Tugas yang Diminta:
a) Menurut teks tentang West Papua, pada tahun berapa West Papua secara paksa dimasukkan ke Indonesia?
b) Ringkaslah dalam bentuk daftar paragraf teks tentang West Papua yang diawali dengan "Selama lebih dari tiga abad", dengan tetap mempertahankan fakta-fakta utamanya.

Oskar B.
Selama lebih dari lima puluh tahun rakyat Papua telah berjuang untuk menentukan nasib sendiri dan memerdekakan diri dari penjajahan Indonesia. Perjuangan pembebasan nasional selama beberapa dekade ini telah dilakukan dengan menghadapi kekerasan massal dan teror yang dilakukan oleh pemerintah Indonesia untuk melindungi eksploitasi berkelanjutan terhadap pekerja dan sumber daya alam West Papua. Eksploitasi di Papua, melalui kekerasan militer dan polisi yang brutal, telah mendatangkan keuntungan yang sangat besar bagi para kapitalis Indonesia dan penjajah asing sembari memiskinkan rakyat Papua. Kaum Marxis memperjuangkan hak West Papua, serta semua bangsa tertindas, agar dapat menentukan nasibnya sendiri. Kami mendukung perjuangan pembebasan nasional yang sedang dilakukan; sementara pada setiap kesempatan mengakui keterbatasan nasionalisme borjuis, dan mengedepankan internasionalisme kelas pekerja sebagai satu-satunya solusi sejati untuk menghadapi penindasan dan eksploitasi kapitalis.
Selama lebih dari tiga abad, West Papua adalah milik kolonial Belanda. Pada pertengahan abad ke-20, dengan kalahnya kolonialisme Belanda di Asia Tenggara, timbul harapan luas di West Papua untuk mencapai kemerdekaan. Namun, wilayah tersebut diklaim oleh Indonesia. Di bawah kediktatoran Soeharto yang anti-komunis dan didukung oleh Amerika, sebuah pemilihan curang diadakan di mana segelintir orang Papua yang ditunjuk, di bawah ancaman kekerasan, dengan suara bulat “memilih” untuk menjadi bagian dari Indonesia. Ironisnya, “Act of Free Choice” diterima secara universal oleh Perserikatan Bangsa-Bangsa yang didominasi imperialis. Pada tahun 1969, West Papua secara paksa dimasukkan ke Indonesia.

Materi yang Dihimpun:

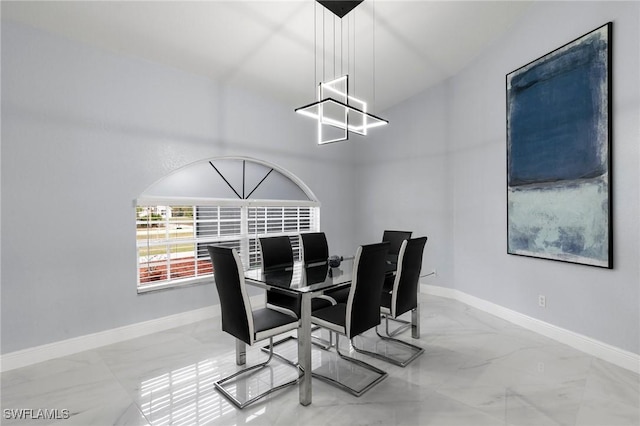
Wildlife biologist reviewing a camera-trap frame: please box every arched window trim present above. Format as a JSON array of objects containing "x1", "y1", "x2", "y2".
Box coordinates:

Jawaban yang Benar:
a) Pada tahun 1969.

b)
- Selama lebih dari tiga abad, West Papua merupakan milik kolonial Belanda.
- Pada pertengahan abad ke-20, kalahnya kolonialisme Belanda di Asia Tenggara menimbulkan harapan luas akan kemerdekaan, tetapi wilayah tersebut diklaim oleh Indonesia.
- Di bawah kediktatoran Soeharto yang anti-komunis dan didukung Amerika, diadakan pemilihan curang: segelintir orang Papua yang ditunjuk, di bawah ancaman kekerasan, dengan suara bulat "memilih" untuk menjadi bagian dari Indonesia.
- "Act of Free Choice" diterima secara universal oleh Perserikatan Bangsa-Bangsa yang didominasi imperialis.
- Pada tahun 1969, West Papua secara paksa dimasukkan ke Indonesia.